[[ Records for processing, beginning ]]

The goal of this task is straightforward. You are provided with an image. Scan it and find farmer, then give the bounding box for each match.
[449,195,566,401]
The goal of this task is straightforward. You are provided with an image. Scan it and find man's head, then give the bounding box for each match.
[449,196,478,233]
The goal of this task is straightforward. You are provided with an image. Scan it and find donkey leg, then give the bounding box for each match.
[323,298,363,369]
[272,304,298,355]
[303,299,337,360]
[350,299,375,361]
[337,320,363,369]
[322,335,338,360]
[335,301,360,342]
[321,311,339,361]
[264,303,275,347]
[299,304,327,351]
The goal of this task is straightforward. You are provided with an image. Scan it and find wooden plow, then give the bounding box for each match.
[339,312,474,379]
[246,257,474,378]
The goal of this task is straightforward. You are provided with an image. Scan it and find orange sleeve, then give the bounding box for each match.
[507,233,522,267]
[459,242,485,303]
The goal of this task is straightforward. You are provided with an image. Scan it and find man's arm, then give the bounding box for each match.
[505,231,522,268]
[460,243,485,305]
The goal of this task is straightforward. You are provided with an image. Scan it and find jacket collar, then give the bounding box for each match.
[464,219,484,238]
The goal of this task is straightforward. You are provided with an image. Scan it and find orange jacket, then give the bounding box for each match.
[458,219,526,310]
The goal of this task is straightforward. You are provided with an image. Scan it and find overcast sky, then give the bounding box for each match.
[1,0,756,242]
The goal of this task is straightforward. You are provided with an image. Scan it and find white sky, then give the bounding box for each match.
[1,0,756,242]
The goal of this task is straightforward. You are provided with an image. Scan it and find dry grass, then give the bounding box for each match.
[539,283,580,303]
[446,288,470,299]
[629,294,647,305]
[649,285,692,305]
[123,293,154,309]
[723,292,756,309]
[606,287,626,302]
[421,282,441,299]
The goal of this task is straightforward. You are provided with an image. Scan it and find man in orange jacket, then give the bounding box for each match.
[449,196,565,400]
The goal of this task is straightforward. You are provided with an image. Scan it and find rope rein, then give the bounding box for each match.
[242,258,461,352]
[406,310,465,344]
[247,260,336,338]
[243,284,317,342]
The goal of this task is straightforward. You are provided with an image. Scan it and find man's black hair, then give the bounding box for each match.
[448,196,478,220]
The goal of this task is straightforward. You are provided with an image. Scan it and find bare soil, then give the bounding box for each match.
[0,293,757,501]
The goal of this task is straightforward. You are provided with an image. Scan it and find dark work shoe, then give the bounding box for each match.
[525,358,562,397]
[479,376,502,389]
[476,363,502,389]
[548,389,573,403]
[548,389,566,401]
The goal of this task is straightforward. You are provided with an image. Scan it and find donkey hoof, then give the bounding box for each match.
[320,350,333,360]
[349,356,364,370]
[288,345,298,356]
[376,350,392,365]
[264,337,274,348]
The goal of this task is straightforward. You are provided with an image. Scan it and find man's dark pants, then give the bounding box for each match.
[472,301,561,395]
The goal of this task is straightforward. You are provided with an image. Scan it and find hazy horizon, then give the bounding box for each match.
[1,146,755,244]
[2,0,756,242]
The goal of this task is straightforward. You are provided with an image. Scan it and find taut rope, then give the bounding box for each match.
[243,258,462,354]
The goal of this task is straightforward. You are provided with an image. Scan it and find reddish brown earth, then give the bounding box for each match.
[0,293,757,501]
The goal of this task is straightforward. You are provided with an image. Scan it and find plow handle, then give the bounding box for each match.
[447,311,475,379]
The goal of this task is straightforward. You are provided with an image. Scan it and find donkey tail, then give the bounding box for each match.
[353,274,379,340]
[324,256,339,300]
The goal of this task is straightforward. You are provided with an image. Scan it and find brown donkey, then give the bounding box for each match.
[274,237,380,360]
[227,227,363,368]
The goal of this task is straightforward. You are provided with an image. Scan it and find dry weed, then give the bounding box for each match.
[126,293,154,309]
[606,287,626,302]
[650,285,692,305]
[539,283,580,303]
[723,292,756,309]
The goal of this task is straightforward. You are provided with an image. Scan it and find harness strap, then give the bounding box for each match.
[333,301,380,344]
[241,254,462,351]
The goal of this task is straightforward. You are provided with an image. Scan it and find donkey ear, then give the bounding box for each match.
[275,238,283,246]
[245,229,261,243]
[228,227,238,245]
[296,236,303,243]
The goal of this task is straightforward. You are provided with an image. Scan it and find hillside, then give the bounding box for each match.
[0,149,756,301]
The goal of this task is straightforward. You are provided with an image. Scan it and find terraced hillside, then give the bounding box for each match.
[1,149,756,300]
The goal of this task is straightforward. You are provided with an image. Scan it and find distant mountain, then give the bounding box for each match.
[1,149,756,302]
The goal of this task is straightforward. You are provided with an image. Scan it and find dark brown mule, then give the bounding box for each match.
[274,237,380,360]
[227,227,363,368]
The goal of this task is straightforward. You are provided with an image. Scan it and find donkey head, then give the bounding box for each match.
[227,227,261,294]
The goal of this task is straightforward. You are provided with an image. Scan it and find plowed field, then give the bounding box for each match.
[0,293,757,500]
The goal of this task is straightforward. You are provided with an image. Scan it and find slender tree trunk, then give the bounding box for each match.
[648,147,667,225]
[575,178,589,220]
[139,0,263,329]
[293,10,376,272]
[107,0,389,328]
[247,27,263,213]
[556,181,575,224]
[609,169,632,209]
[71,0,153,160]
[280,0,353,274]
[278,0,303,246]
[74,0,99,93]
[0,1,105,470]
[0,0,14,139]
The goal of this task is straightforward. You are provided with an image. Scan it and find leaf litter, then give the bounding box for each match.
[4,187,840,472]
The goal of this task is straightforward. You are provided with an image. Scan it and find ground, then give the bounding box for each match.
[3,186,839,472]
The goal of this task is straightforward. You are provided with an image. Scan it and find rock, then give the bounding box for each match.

[[ Records for processing, end ]]

Activity:
The data above should be reproduced in full, word for word.

Answer:
The goal of this task is straightforward. You are provided with an image. Scan it and find farmer, then give the bounding box for each match.
[449,195,566,401]
The goal of this task is straightforward. You are provided with an image. Scan it and find man's head, then give the bounding box for each match.
[449,196,478,233]
The goal of this task is straightforward. You are provided with an image. Scan it and find donkey leg, then give the bounding box for each match.
[323,298,363,369]
[272,304,298,355]
[303,299,337,360]
[350,299,375,361]
[337,320,363,369]
[322,335,338,360]
[335,301,360,342]
[321,311,339,361]
[264,303,275,347]
[299,304,327,351]
The goal of this task is straightforward. You are provided with an image. Scan it and find wooden plow, then give the bounding box for each match.
[339,312,474,379]
[246,257,474,378]
The goal of this task is straightforward. You are provided with an image. Scan it and find orange sleeve, then give the bounding box for each match.
[507,233,522,267]
[459,242,485,303]
The goal of this task is straightforward. You are provided with an image. Scan it and find man's arm, then give the bounding box for each match.
[505,231,522,268]
[460,243,485,305]
The goal of this task is straightforward. You are provided with an image. Scan it and find jacket collar, then give the bounding box for each match.
[464,219,484,238]
The goal of this task is straightforward. You are provided with an image. Scan it and find orange jacket, then give the bounding box for each match.
[458,219,526,310]
The goal of this task is straightforward. You are provided with an image. Scan it and find overcast sky, then give the bounding box for each match.
[1,0,756,242]
The goal of this task is straightforward. You are provided with an image. Scan it and find white sky, then give the bounding box for each match.
[1,0,756,242]
The goal of this task is straightforward. You are provided with an image. Scan it and find dry grass, then give the bounding box for each match.
[539,283,580,303]
[446,288,470,299]
[629,294,647,305]
[649,285,692,305]
[123,293,154,309]
[723,292,756,309]
[606,287,626,302]
[421,282,441,299]
The goal of this task is straightforward. You are provided with an image. Scan it and find man in orange jacket, then give the bounding box for each match.
[449,196,565,400]
The goal of this task is straightforward. You are provided with an image. Scan it and find rope rein, then give the bounding box for each match.
[242,258,461,352]
[406,310,465,344]
[247,260,336,338]
[243,284,317,342]
The goal of this task is straightforward. You are provided with an image. Scan it and find man's black hair, then give the bounding box for each match.
[448,196,478,220]
The goal of this task is straightforward. You are provided with an image. Scan it and find bare soil, then give the bounding box for each match.
[0,293,757,501]
The goal of this task is straightforward. You are provided with an image. Scan it and find dark work shoe, then give the bounding box for each match.
[525,358,562,397]
[479,376,502,389]
[476,363,502,389]
[548,389,573,403]
[548,389,566,401]
The goal of this task is straightforward. You are provided with an image. Scan it and find donkey hoof, then give the bounding box for each match.
[320,350,333,360]
[349,356,364,370]
[288,345,298,356]
[376,350,392,365]
[264,337,274,348]
The goal of this task is straightforward. You are provided with an image. Scan it and find man's dark pants, then give the bounding box for each match.
[472,301,561,395]
The goal of this task is straightforward. You are provided with an image. Scan it and find hazy horizon, then give the bounding box for each match.
[1,146,755,244]
[2,0,756,242]
The goal of this task is straightforward. You are provided with an image. Scan it and find taut rope, then give the bounding box for each match.
[243,258,462,354]
The goal of this task is straightforward. You are provided with an image. Scan it and find reddish brown earth, then give the bounding box for each match.
[0,293,757,501]
The goal of this task is straightforward. You are provided with an image. Scan it and find plow handle, then give the bounding box for each match.
[447,311,475,379]
The goal of this task is straightforward. You are provided with an image. Scan it and find donkey tail, then give the bounding box for each match.
[353,274,379,340]
[324,256,339,300]
The goal of this task is straightforward. You are provided with an image. Scan it and find brown donkey, then give the bounding box for each match.
[274,237,380,360]
[227,227,363,368]
The goal of this task is straightforward. You are provided with an image. Scan it and find dry weed, then give the bounding box for each match.
[126,293,154,309]
[606,287,626,302]
[650,285,692,305]
[539,283,580,303]
[723,292,756,309]
The goal of this task is straightforward. You are provided with an image. Scan it and find harness strap, then give the bounding box for each match.
[333,301,380,344]
[241,254,462,351]
The goal of this task is straightforward. You are provided with an image. Scan it and find donkey ear, then give the bounding box for each match.
[275,238,283,246]
[245,229,261,243]
[228,227,238,245]
[296,236,303,243]
The goal of this task is straightforward. You are provided with an image. Scan it and find hillside, then give the bounding box for each match.
[0,149,756,301]
The goal of this task is straightforward. You are provided with an image. Scan it and find terraced hillside, then give the bounding box for each match.
[1,149,756,300]
The goal of this task is straightforward. You are provided with an image. Scan it and find distant mountain, then give the bounding box for each match.
[1,149,756,302]
The goal of this task is straightforward. You are provided with an image. Scan it and find dark brown mule, then give the bounding box for each match.
[274,237,380,360]
[227,227,363,368]
The goal of this task is straightforward. You are provided with an image. Scan it and find donkey head, then give the bounding box for each match.
[227,227,261,294]
The goal of this task is straightforward. You are provided with an image. Scan it and find plowed field, then give the bounding box for each match.
[0,293,757,500]
The goal of this task is straightforward. You are provided with an image. Scan it and find slender tree trunk, then give the bounding box for each match.
[648,147,667,225]
[575,178,589,220]
[139,0,263,329]
[293,10,376,272]
[107,0,389,328]
[247,27,263,213]
[556,181,575,224]
[609,169,632,209]
[71,0,153,160]
[280,0,353,274]
[278,0,303,246]
[74,0,99,93]
[0,1,105,470]
[0,0,14,139]
The goal of this task is straightforward. You are provided with an image. Scan it and find leaf litter, then give the bounding box for each match.
[4,187,840,472]
The goal of this task is straightforward. You are provided with an image. Scan it and find ground, then give the bounding box for each match.
[3,186,839,472]
The goal of this task is straightforward. You are provided with an image. Scan it and find rock, then give the bounding box for each match.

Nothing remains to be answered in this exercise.